Retype the lines of the items below word for word, starting at the line that contains "Note: one point per instance of the snowy" and ending at the last line of the items.

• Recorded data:
####
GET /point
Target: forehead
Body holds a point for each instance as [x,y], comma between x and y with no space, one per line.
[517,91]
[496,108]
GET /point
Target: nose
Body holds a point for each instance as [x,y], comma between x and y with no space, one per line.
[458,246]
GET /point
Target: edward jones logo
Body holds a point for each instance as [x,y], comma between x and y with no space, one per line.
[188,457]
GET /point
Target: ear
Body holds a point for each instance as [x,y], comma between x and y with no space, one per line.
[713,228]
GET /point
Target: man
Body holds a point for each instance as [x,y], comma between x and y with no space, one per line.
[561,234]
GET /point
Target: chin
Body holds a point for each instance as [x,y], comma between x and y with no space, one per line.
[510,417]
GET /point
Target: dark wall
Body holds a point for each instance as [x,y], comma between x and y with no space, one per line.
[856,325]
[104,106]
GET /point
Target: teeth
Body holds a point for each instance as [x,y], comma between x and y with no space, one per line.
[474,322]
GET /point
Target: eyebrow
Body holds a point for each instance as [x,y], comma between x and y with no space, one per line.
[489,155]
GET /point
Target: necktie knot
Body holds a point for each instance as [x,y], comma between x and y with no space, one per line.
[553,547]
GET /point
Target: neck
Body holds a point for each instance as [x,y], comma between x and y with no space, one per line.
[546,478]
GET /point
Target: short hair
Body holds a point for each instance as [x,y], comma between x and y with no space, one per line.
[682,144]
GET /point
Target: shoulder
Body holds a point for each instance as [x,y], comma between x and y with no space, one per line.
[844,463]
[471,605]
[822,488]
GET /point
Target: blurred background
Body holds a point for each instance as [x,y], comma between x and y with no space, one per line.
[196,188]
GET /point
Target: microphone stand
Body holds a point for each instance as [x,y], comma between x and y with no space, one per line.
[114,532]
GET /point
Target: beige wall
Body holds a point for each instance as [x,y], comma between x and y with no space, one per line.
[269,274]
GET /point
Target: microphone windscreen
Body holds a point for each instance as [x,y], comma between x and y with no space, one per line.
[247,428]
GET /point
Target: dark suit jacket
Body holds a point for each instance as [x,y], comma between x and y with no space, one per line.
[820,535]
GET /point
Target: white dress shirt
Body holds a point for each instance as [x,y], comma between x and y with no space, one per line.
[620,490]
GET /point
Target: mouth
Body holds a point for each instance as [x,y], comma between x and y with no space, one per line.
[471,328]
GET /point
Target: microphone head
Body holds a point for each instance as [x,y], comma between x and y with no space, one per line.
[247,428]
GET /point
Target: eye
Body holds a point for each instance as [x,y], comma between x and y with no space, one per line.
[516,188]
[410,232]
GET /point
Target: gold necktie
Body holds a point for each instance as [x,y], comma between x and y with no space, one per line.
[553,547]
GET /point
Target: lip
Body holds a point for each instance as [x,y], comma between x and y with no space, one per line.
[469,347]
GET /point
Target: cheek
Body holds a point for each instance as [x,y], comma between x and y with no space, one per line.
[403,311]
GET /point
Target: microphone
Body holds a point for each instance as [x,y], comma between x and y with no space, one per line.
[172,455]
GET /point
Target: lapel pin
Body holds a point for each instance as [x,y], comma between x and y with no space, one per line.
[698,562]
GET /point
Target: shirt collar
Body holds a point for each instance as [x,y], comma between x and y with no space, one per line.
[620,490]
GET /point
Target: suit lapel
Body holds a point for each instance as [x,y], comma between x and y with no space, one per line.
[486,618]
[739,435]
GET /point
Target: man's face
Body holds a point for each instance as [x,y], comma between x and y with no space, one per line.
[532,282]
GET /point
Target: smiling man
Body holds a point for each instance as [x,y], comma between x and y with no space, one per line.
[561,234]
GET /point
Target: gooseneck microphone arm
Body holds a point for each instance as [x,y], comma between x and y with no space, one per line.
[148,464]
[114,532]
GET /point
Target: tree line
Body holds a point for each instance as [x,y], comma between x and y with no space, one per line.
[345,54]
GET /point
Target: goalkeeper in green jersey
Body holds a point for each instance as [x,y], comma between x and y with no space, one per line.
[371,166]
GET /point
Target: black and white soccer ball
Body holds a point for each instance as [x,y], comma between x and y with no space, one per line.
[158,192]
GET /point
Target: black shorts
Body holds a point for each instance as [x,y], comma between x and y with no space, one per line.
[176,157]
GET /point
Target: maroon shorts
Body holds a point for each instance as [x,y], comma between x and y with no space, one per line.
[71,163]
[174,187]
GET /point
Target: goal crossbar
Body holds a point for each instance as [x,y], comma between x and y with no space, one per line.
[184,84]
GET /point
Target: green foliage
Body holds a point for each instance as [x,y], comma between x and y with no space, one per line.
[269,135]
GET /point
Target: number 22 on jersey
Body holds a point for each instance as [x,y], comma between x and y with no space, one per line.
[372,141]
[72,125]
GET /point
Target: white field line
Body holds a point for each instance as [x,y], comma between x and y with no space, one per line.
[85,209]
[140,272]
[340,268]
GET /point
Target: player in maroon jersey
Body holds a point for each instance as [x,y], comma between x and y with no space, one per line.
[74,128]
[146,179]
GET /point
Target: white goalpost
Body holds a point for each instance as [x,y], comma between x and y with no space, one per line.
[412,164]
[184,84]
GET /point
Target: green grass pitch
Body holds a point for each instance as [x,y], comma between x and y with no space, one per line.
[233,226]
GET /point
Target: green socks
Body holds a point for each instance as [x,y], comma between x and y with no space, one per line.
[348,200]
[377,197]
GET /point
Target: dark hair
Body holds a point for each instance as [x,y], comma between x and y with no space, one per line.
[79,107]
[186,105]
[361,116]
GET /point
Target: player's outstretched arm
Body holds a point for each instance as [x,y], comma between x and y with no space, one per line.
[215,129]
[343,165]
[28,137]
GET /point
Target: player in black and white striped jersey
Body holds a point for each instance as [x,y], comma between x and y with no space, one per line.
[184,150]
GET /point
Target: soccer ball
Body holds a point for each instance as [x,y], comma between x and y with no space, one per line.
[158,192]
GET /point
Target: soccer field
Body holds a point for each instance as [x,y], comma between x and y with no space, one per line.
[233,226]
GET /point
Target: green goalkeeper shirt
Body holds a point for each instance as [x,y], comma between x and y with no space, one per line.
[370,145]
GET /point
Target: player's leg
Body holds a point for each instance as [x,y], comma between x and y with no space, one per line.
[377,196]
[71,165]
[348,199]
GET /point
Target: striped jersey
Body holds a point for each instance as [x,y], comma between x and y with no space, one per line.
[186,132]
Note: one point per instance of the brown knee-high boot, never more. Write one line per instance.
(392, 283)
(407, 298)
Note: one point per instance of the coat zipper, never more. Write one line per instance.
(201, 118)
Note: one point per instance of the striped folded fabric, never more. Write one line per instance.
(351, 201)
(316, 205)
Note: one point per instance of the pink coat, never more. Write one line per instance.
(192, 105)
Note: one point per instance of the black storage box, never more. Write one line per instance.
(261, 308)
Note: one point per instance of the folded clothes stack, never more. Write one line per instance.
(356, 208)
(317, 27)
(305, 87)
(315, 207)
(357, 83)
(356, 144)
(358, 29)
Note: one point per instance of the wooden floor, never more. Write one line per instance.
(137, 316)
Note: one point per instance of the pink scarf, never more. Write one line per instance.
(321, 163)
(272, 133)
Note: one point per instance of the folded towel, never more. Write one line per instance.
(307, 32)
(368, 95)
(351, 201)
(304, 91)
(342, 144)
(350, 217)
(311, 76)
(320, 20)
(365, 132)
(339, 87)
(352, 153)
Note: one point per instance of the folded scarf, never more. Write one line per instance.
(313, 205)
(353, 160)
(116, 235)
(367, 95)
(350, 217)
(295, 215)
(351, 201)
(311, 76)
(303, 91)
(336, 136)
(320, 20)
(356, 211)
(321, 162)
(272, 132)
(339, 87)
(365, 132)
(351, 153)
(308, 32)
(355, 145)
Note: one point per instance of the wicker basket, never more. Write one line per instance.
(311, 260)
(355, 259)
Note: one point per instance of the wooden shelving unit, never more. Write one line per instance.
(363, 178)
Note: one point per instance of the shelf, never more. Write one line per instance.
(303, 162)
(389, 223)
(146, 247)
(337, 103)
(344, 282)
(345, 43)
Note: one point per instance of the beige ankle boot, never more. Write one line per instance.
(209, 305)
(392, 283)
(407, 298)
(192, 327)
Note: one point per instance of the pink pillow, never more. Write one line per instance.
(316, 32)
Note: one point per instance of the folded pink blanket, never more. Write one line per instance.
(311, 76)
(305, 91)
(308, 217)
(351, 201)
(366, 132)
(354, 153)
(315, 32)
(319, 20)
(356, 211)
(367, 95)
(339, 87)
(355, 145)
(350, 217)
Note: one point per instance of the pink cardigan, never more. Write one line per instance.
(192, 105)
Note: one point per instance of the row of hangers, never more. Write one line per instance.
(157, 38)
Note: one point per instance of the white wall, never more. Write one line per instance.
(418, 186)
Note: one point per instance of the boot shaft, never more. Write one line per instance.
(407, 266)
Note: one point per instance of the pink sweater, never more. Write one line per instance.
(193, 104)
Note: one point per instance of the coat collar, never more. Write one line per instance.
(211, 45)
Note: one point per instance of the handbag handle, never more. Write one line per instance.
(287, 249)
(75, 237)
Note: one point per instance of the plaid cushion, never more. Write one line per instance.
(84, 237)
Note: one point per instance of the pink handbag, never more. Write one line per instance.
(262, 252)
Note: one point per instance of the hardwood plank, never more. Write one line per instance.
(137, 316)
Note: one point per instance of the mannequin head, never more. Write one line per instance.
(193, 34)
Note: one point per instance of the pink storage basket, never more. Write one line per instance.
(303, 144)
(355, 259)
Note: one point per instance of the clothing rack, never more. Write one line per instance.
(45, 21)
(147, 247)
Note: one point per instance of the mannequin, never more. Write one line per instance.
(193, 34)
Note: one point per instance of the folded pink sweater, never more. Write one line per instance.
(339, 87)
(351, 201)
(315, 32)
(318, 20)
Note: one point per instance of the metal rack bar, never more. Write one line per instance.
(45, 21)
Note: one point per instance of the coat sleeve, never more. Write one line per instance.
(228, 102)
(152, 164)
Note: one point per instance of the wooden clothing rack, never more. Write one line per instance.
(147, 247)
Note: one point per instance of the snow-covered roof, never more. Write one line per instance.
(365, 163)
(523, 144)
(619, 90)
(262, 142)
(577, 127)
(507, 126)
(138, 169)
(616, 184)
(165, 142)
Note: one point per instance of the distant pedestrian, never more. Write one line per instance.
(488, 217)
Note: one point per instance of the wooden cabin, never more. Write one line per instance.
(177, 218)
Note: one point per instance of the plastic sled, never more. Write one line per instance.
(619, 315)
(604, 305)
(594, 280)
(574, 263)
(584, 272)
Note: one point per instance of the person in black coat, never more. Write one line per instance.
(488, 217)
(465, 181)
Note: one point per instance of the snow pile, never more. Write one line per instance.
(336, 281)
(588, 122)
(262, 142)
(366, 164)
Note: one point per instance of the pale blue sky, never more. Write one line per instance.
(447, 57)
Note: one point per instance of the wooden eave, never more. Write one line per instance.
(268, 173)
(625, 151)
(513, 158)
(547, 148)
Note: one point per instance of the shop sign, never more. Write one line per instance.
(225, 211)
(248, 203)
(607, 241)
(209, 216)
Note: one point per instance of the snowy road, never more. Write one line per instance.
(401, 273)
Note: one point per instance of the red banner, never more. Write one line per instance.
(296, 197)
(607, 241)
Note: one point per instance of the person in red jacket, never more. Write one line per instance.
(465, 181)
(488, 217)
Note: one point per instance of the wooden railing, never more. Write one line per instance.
####
• Written solution:
Note: one point per instance of the snowy road, never more. Write one line per instance.
(401, 273)
Note: one point per instance of the red banner, never more. Write one line per instance.
(296, 197)
(607, 241)
Note: one point per instance of the person in red jacket, never more. Write one line per instance.
(465, 181)
(488, 217)
Note: one point per instance of the wooden railing, never more. Write one line per instance.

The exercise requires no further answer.